» **INPUT ROWS**:
** begin **

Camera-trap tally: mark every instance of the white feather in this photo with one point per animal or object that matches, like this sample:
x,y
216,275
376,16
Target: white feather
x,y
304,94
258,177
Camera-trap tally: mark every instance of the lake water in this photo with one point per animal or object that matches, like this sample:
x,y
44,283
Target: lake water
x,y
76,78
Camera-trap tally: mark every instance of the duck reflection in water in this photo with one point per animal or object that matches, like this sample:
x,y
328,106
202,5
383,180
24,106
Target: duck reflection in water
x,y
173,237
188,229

** end **
** begin **

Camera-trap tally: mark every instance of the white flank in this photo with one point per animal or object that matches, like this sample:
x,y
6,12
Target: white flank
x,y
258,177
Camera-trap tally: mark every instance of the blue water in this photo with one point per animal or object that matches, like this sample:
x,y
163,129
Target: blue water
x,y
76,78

** end **
** begin **

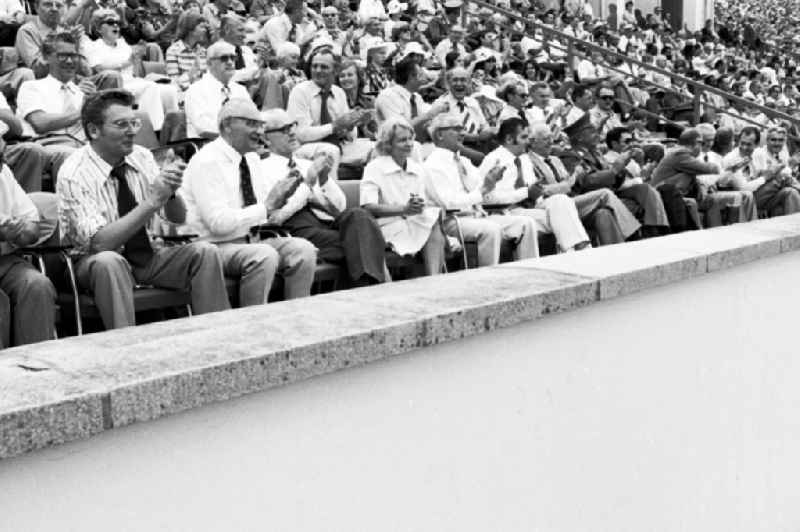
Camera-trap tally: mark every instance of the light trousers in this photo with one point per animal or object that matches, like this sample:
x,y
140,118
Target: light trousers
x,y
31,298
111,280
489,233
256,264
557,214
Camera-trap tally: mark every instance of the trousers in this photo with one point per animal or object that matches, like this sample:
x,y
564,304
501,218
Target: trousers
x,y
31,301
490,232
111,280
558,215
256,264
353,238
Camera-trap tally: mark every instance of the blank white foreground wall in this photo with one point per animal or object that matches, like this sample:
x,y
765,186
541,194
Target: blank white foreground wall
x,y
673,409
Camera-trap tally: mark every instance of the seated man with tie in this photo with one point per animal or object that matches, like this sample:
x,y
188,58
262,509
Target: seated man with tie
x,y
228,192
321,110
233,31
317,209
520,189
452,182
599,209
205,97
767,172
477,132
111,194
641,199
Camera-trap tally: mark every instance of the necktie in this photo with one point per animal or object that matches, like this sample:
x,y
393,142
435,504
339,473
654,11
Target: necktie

** end **

» **TO DO**: Find every line in the material above that contains the string "lake" and copy each one. Case counts.

» **EXERCISE OUTPUT**:
Camera-trap tally: mark every instance of the lake water in this photo with one point per animal or object that matches, like this sample:
Target: lake water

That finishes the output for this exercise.